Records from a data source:
>>>>>
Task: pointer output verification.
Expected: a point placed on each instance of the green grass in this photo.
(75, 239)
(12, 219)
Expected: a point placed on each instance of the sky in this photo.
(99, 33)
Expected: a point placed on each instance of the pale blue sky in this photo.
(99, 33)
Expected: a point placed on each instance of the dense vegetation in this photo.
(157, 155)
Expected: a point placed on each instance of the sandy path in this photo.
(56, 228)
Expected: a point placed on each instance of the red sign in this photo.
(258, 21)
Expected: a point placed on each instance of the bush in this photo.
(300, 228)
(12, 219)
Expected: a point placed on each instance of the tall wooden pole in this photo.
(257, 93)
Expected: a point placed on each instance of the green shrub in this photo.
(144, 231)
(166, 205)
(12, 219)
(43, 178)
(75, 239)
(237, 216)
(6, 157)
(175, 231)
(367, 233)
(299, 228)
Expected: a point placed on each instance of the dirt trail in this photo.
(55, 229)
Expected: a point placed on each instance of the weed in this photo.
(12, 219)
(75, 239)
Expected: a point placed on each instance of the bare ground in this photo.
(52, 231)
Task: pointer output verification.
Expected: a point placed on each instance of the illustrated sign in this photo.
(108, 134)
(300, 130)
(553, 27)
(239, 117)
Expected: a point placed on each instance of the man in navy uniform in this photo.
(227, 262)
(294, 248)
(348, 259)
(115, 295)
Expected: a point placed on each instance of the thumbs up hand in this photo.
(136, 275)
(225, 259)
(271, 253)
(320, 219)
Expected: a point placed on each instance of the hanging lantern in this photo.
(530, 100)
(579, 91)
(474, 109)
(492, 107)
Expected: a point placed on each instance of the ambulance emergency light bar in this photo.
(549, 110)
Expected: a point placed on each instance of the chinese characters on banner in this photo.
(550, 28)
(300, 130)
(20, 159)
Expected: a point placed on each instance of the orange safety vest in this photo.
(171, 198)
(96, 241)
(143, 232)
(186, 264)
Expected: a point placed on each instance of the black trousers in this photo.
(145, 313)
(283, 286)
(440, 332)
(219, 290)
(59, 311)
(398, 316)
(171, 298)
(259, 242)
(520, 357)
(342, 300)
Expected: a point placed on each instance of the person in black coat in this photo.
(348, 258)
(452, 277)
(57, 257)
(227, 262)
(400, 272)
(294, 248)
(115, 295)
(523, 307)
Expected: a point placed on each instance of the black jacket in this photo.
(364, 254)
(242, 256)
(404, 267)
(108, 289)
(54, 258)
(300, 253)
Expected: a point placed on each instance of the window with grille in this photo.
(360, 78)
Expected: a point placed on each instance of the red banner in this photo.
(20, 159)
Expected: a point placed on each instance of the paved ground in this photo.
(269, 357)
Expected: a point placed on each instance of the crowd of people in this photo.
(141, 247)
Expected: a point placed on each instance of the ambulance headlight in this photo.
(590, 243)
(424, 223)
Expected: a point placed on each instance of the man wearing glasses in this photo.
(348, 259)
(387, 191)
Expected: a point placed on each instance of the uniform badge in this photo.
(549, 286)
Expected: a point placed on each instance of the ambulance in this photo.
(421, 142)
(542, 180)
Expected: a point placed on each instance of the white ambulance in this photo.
<<<<<
Exercise requirements: Copy out all of the lines above, unchanged.

Exercise answer:
Task: pointer output verification.
Expected: a point placed on each instance of the green grass in this photo.
(75, 239)
(12, 219)
Expected: a point placed on each instance of the sky in this photo.
(99, 33)
Expected: a point placed on each instance of the pale blue sky in this photo.
(99, 33)
Expected: a point placed on each instance of the dense vegetation in this photo.
(157, 155)
Expected: a point placed on each instance of the sandy path in this photo.
(56, 228)
Expected: a point placed on each instance of the red sign in this photo.
(258, 21)
Expected: a point placed on each instance of the bush in this photo.
(300, 228)
(12, 219)
Expected: a point placed on each instance of the tall wooden pole in this photo.
(257, 93)
Expected: a point placed on each instance of the green shrub in this photo.
(144, 231)
(166, 205)
(12, 219)
(43, 178)
(75, 239)
(237, 216)
(6, 157)
(175, 231)
(367, 233)
(299, 228)
Expected: a point placed on each instance of the dirt trail in this photo.
(55, 229)
Expected: a point placed on each instance of the weed in this photo.
(12, 219)
(75, 239)
Expected: a point placed on each instance of the bare ground in this photo.
(52, 231)
Task: pointer output verification.
Expected: a point placed on each instance of the illustrated sign in this photo.
(108, 134)
(300, 130)
(553, 27)
(239, 117)
Expected: a point placed on each instance of the man in navy uniform in this photo.
(227, 262)
(294, 248)
(348, 259)
(115, 295)
Expected: a point placed on each instance of the thumbs up hand in this photo.
(136, 275)
(225, 259)
(271, 253)
(320, 219)
Expected: a point placed on each instance of the hanging lantern in this photo.
(530, 100)
(579, 91)
(474, 109)
(492, 107)
Expected: a point placed on each instance of the ambulance emergency light bar in this photo.
(549, 110)
Expected: a point placed on each instance of the chinese characters on banner in this photo.
(550, 28)
(300, 130)
(20, 159)
Expected: a point placed on each instance of the orange safety vest in this photo.
(171, 198)
(96, 241)
(143, 232)
(186, 264)
Expected: a point placed on each instance of the black trousers in this photo.
(145, 313)
(283, 286)
(440, 332)
(219, 290)
(59, 311)
(398, 316)
(171, 298)
(259, 242)
(520, 357)
(342, 300)
Expected: a point placed on each instance of the person in black coat in this photo.
(348, 258)
(452, 277)
(57, 257)
(227, 262)
(400, 272)
(294, 248)
(115, 295)
(523, 307)
Expected: a point placed on each instance of the black jacket in this photo.
(364, 254)
(242, 256)
(404, 267)
(108, 289)
(54, 258)
(300, 253)
Expected: a point placed on each instance of the window with grille in this photo.
(360, 78)
Expected: a point placed on each instance of the red banner in this photo.
(20, 159)
Expected: a point placed on each instance of the paved ground in this photo.
(269, 357)
Expected: a point placed on each instance of the crowd of people in this photo.
(141, 247)
Expected: a point placed on each instance of the ambulance headlight in this photo.
(590, 243)
(424, 223)
Expected: a point placed on each instance of the man wearing glasses in this photo.
(348, 259)
(387, 191)
Expected: a point placed on each instance of the uniform badge in this photo.
(549, 286)
Expected: a point placed on each instance of the ambulance in this photo.
(421, 142)
(542, 180)
Expected: a point placed on each instance of the white ambulance in this photo.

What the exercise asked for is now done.